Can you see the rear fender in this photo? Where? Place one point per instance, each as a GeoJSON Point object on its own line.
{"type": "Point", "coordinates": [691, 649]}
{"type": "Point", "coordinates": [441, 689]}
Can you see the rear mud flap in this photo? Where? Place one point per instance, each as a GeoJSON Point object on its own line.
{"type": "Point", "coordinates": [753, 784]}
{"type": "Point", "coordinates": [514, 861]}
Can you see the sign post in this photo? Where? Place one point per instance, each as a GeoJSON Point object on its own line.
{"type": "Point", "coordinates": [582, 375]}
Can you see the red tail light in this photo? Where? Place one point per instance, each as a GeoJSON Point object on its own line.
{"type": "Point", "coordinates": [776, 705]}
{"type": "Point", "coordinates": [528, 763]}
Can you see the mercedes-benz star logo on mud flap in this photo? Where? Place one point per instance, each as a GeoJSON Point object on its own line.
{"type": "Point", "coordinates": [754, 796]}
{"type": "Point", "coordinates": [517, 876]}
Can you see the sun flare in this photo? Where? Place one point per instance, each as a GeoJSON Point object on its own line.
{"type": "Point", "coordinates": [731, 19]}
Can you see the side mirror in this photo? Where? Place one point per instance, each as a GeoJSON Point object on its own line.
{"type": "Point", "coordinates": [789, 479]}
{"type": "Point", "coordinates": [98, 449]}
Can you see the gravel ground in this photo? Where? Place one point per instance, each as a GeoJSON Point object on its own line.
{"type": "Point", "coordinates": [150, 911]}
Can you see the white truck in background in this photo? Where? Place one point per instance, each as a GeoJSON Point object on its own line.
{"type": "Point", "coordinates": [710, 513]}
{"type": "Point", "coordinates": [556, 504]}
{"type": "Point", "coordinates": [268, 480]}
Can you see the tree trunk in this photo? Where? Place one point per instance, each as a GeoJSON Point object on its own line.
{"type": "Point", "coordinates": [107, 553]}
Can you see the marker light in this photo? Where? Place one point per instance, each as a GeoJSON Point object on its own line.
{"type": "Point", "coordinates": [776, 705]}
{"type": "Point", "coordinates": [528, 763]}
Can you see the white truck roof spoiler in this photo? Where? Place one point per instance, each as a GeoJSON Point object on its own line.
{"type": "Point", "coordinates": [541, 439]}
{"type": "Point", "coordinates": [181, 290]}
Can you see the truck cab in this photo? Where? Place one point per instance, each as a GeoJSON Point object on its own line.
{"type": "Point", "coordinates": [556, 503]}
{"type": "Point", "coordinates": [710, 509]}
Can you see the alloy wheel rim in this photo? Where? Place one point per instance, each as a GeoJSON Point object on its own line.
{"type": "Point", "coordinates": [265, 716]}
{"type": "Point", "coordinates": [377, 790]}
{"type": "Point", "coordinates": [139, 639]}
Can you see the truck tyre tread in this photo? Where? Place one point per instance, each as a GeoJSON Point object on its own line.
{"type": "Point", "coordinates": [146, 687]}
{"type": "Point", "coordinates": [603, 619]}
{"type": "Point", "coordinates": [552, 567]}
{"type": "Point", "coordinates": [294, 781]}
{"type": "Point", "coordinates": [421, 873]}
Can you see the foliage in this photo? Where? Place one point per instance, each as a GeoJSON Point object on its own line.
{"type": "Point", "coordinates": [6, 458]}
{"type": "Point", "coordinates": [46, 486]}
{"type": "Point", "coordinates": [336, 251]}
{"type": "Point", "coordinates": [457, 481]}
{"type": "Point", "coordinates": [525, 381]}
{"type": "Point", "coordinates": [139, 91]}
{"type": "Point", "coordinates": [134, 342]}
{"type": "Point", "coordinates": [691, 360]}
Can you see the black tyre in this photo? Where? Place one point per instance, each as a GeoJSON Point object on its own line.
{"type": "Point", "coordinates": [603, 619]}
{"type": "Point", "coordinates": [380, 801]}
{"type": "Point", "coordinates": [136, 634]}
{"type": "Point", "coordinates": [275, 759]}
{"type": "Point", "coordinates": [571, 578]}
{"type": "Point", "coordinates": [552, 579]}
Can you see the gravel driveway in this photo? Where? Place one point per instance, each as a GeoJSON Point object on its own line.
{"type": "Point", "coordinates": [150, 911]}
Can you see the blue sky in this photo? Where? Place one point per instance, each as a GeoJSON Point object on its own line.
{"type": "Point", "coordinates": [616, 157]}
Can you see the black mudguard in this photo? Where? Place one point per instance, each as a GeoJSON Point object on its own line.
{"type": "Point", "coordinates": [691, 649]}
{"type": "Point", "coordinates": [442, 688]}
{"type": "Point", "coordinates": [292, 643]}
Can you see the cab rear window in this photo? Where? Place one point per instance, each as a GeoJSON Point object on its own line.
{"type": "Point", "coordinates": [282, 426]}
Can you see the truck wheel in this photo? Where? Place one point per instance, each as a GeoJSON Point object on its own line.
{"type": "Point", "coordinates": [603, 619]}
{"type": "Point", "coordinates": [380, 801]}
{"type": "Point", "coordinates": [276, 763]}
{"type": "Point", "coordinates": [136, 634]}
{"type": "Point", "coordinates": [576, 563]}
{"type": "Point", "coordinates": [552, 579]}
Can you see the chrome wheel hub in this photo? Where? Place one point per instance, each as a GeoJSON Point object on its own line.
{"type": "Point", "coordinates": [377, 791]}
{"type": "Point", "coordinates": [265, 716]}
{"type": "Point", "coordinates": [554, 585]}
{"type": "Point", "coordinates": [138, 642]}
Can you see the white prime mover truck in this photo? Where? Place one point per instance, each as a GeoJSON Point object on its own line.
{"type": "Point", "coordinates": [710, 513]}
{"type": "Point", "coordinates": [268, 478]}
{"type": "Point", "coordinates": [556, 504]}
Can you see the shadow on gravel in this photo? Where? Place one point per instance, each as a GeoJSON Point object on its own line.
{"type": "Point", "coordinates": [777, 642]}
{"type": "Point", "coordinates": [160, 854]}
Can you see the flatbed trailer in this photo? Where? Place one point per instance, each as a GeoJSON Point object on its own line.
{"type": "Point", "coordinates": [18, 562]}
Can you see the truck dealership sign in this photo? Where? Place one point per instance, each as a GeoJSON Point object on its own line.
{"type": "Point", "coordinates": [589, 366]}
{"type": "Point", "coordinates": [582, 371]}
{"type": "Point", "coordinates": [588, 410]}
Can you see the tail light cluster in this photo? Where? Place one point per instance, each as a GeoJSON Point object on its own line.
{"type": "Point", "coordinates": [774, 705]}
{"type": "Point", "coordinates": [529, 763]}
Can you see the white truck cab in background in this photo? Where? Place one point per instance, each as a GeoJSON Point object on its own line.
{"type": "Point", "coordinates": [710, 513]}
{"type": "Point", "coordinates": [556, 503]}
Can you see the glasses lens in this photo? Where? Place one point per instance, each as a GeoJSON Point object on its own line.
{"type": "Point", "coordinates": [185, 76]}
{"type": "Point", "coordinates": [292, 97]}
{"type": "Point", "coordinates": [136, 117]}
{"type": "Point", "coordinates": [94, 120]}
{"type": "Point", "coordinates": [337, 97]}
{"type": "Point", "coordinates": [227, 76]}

WORK REQUIRED
Output the lines above verbatim and in full.

OUTPUT
Can you see the rear fender in this photo? Where? Place one point per instance, each as a GeoJSON Point object on its own line.
{"type": "Point", "coordinates": [691, 649]}
{"type": "Point", "coordinates": [441, 689]}
Can you see the rear mud flap in this photo? Where? Place one point per instance, each as a GeoJSON Point object on its own line.
{"type": "Point", "coordinates": [753, 784]}
{"type": "Point", "coordinates": [514, 861]}
Can you see the sign post in this photo? Where? Place one point per instance, each as a GeoJSON Point object on its own line.
{"type": "Point", "coordinates": [582, 375]}
Can you see the red tail light in this photo? Where? Place one point per instance, each as a GeoJSON Point object on its own line.
{"type": "Point", "coordinates": [776, 705]}
{"type": "Point", "coordinates": [528, 763]}
Can you see the mercedes-benz star logo on mud flap in this photo? Where? Place one point per instance, each as a GeoJSON Point object on its own line.
{"type": "Point", "coordinates": [754, 796]}
{"type": "Point", "coordinates": [517, 876]}
Can you see the sun flare in this photo? Where? Place one point per instance, each as a GeoJSON Point object on its own line.
{"type": "Point", "coordinates": [731, 19]}
Can you see the side mirror in this photo? Where? Place one point per instance, each as a GeoJSON Point object on its own line.
{"type": "Point", "coordinates": [789, 479]}
{"type": "Point", "coordinates": [98, 449]}
Can you see the gravel ground in this photo? Where? Place one point per instance, each as a GeoJSON Point object on its own line.
{"type": "Point", "coordinates": [150, 911]}
Can you see the white truck in background in this photo? Where? Place one point per instance, each as a GeoJSON Point object on its own line.
{"type": "Point", "coordinates": [710, 513]}
{"type": "Point", "coordinates": [556, 504]}
{"type": "Point", "coordinates": [268, 480]}
Can you see the tree trunk in this photo? Where? Place one point per instance, each as a GeoJSON Point object on its own line.
{"type": "Point", "coordinates": [107, 553]}
Can you see the marker light in this photo? Where? Place one point per instance, each as a GeoJSON Point object on its own line.
{"type": "Point", "coordinates": [776, 705]}
{"type": "Point", "coordinates": [528, 763]}
Can you see the white truck roof spoiler in this photo? Where? Place one point per instance, each as a GeoJSON Point object on its own line.
{"type": "Point", "coordinates": [541, 439]}
{"type": "Point", "coordinates": [181, 290]}
Can you see the truck cab in this photo? Where? Place one point per instance, each as a GeoJSON Point object on its own line.
{"type": "Point", "coordinates": [556, 503]}
{"type": "Point", "coordinates": [710, 509]}
Can you see the alloy wheel rim in this photo? Where? Place one point per instance, each as a GeoJSON Point object on its own line.
{"type": "Point", "coordinates": [265, 716]}
{"type": "Point", "coordinates": [377, 790]}
{"type": "Point", "coordinates": [139, 639]}
Can you see the truck tyre tread in this photo? Where? Place one point per instance, each as a GeoJSON Point object on its own line.
{"type": "Point", "coordinates": [146, 687]}
{"type": "Point", "coordinates": [603, 619]}
{"type": "Point", "coordinates": [552, 567]}
{"type": "Point", "coordinates": [294, 781]}
{"type": "Point", "coordinates": [421, 873]}
Can you see the foliage in this photo? Where? Place one point per instance, each as a GeoJSON Point object on its own line.
{"type": "Point", "coordinates": [6, 458]}
{"type": "Point", "coordinates": [46, 486]}
{"type": "Point", "coordinates": [336, 251]}
{"type": "Point", "coordinates": [457, 481]}
{"type": "Point", "coordinates": [525, 381]}
{"type": "Point", "coordinates": [139, 91]}
{"type": "Point", "coordinates": [134, 342]}
{"type": "Point", "coordinates": [691, 360]}
Can you see the black tyre in this photo? Where? Place one point per instance, each as a GeoJSON Point object on its own line.
{"type": "Point", "coordinates": [603, 619]}
{"type": "Point", "coordinates": [380, 801]}
{"type": "Point", "coordinates": [136, 634]}
{"type": "Point", "coordinates": [275, 759]}
{"type": "Point", "coordinates": [571, 578]}
{"type": "Point", "coordinates": [552, 579]}
Can you see the gravel driveway in this photo? Where? Place one point per instance, each as a GeoJSON Point object on its own line.
{"type": "Point", "coordinates": [150, 911]}
Can you see the blue sky in this photo? Where? Place one point per instance, each as a GeoJSON Point object on its own line.
{"type": "Point", "coordinates": [616, 157]}
Can you see the black mudguard in this photo? Where? Place one point per instance, each as a GeoJSON Point object on its own line.
{"type": "Point", "coordinates": [691, 649]}
{"type": "Point", "coordinates": [442, 688]}
{"type": "Point", "coordinates": [292, 643]}
Can you see the cab rear window in this photo? Where? Place one point per instance, each as a GeoJSON Point object on its own line.
{"type": "Point", "coordinates": [282, 426]}
Can you see the truck wheel in this photo? Where? Place one point per instance, each as a GeoJSON Point object on its own line.
{"type": "Point", "coordinates": [603, 619]}
{"type": "Point", "coordinates": [380, 801]}
{"type": "Point", "coordinates": [276, 763]}
{"type": "Point", "coordinates": [136, 634]}
{"type": "Point", "coordinates": [576, 563]}
{"type": "Point", "coordinates": [552, 579]}
Can you see the chrome wheel hub in this photo? Where? Place one point per instance, each as a GeoJSON Point object on its own line.
{"type": "Point", "coordinates": [377, 791]}
{"type": "Point", "coordinates": [265, 716]}
{"type": "Point", "coordinates": [554, 585]}
{"type": "Point", "coordinates": [138, 642]}
Can you see the white prime mover truck in this photo? Where? Place one point per instance, each as a GeoJSON Point object on its own line.
{"type": "Point", "coordinates": [710, 513]}
{"type": "Point", "coordinates": [268, 478]}
{"type": "Point", "coordinates": [556, 504]}
Can you see the shadow on gravel in this photo? Where? Place one point per instance, each as a GeoJSON Point object on its own line.
{"type": "Point", "coordinates": [777, 642]}
{"type": "Point", "coordinates": [160, 854]}
Can you see the flatbed trailer in this photo? Where? Place one point per instance, each as a GeoJSON Point object on its own line.
{"type": "Point", "coordinates": [18, 562]}
Can you see the truck dealership sign in this photo? Where? Place one point per instance, each as a GeoJSON Point object on its own line.
{"type": "Point", "coordinates": [589, 366]}
{"type": "Point", "coordinates": [582, 371]}
{"type": "Point", "coordinates": [588, 410]}
Can you see the tail light cluster in this photo? Where? Place one point per instance, each as a GeoJSON Point object on its own line.
{"type": "Point", "coordinates": [774, 705]}
{"type": "Point", "coordinates": [529, 763]}
Can you see the white truck cab in background in this photo? Where? Place one point per instance, each as a GeoJSON Point object on its own line.
{"type": "Point", "coordinates": [710, 513]}
{"type": "Point", "coordinates": [556, 503]}
Can you see the glasses lens in this photo? Where? Place one point per instance, each as a GeoJSON Point object on its own line.
{"type": "Point", "coordinates": [185, 76]}
{"type": "Point", "coordinates": [292, 97]}
{"type": "Point", "coordinates": [136, 117]}
{"type": "Point", "coordinates": [94, 120]}
{"type": "Point", "coordinates": [337, 97]}
{"type": "Point", "coordinates": [227, 76]}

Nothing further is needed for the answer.